◆ What you are asked to do ◆
Produce a verbatim transcription of all records.

◆ Collected data ◆
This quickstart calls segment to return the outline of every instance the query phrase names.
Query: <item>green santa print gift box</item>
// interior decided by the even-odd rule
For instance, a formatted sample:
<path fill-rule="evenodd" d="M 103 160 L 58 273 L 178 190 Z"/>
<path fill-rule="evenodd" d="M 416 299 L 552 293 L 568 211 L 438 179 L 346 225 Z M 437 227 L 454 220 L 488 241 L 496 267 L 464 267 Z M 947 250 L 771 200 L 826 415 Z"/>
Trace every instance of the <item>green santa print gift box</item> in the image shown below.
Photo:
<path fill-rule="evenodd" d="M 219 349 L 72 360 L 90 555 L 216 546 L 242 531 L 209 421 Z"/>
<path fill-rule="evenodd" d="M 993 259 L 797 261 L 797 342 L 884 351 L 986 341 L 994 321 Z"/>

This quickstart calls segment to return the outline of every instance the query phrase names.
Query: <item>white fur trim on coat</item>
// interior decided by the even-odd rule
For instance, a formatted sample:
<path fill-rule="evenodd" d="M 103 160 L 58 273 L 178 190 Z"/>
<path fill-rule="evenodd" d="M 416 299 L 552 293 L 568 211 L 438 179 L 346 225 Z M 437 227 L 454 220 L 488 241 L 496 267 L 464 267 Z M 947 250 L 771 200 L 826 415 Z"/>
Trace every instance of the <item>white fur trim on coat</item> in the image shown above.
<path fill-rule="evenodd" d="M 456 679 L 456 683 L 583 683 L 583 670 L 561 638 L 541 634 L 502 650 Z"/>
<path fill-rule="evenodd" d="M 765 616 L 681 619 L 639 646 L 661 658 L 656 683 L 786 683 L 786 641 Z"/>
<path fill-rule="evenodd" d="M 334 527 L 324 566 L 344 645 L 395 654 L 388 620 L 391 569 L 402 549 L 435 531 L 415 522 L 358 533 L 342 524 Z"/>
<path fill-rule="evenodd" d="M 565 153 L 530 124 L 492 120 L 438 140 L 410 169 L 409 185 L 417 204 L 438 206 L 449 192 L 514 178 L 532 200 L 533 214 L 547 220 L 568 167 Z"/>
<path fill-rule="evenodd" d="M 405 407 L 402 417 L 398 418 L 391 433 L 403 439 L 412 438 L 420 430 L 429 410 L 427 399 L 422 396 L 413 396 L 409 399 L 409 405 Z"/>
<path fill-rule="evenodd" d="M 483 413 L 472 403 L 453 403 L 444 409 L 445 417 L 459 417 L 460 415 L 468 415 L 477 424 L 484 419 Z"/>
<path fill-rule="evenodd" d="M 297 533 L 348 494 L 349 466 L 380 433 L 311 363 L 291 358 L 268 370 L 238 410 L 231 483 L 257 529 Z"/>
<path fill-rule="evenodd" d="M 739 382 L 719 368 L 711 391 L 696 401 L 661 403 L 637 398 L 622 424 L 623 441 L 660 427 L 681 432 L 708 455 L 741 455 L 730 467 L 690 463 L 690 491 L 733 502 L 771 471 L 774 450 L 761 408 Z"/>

◆ Response ◆
This quickstart calls segment to return the outline of every instance the query phrase names.
Query: <item>green santa print gift box</item>
// interior decided by the even-odd rule
For instance, a formatted sample:
<path fill-rule="evenodd" d="M 103 160 L 58 273 L 178 190 Z"/>
<path fill-rule="evenodd" d="M 416 299 L 552 293 L 568 211 L 438 179 L 346 225 Z M 437 227 L 454 220 L 488 241 L 496 267 L 464 267 Z M 947 250 L 771 200 L 826 415 Z"/>
Trace every instance of the <item>green santa print gift box</item> in the image shown below.
Photo:
<path fill-rule="evenodd" d="M 219 349 L 72 360 L 90 555 L 216 546 L 242 531 L 209 421 Z"/>
<path fill-rule="evenodd" d="M 993 259 L 797 261 L 797 342 L 884 351 L 986 341 L 994 321 Z"/>

This quickstart calls segment to return the outline of every instance the query phrase names.
Query: <item>white fur trim on coat</item>
// interior decided by the even-odd rule
For instance, a formatted sample:
<path fill-rule="evenodd" d="M 103 160 L 58 273 L 178 190 Z"/>
<path fill-rule="evenodd" d="M 416 299 L 552 293 L 568 211 L 438 179 L 346 225 Z M 437 227 L 454 220 L 488 241 L 496 267 L 464 267 Z M 947 250 L 771 200 L 826 415 Z"/>
Trace every instance of the <item>white fur trim on coat</item> in the image shown above.
<path fill-rule="evenodd" d="M 456 679 L 456 683 L 583 683 L 583 670 L 561 638 L 541 634 L 502 650 Z"/>
<path fill-rule="evenodd" d="M 765 616 L 681 619 L 639 646 L 661 658 L 656 683 L 786 683 L 786 641 Z"/>
<path fill-rule="evenodd" d="M 334 527 L 324 566 L 344 645 L 395 654 L 388 620 L 391 569 L 402 549 L 435 531 L 415 522 L 358 533 L 342 524 Z"/>
<path fill-rule="evenodd" d="M 565 153 L 530 124 L 492 120 L 438 140 L 410 169 L 409 185 L 417 204 L 438 206 L 449 192 L 514 178 L 532 200 L 533 214 L 547 220 L 568 167 Z"/>
<path fill-rule="evenodd" d="M 405 407 L 402 417 L 398 418 L 391 433 L 403 439 L 412 438 L 420 430 L 429 410 L 427 399 L 422 396 L 413 396 L 409 399 L 409 405 Z"/>
<path fill-rule="evenodd" d="M 483 413 L 472 403 L 453 403 L 444 409 L 445 417 L 459 417 L 460 415 L 468 415 L 477 424 L 484 419 Z"/>
<path fill-rule="evenodd" d="M 297 533 L 348 494 L 349 466 L 380 433 L 311 363 L 291 358 L 268 370 L 238 410 L 231 483 L 257 529 Z"/>
<path fill-rule="evenodd" d="M 739 382 L 719 368 L 711 391 L 696 401 L 661 403 L 637 398 L 622 424 L 623 441 L 660 427 L 681 432 L 708 455 L 741 455 L 730 467 L 690 463 L 690 491 L 733 502 L 771 471 L 774 450 L 761 408 Z"/>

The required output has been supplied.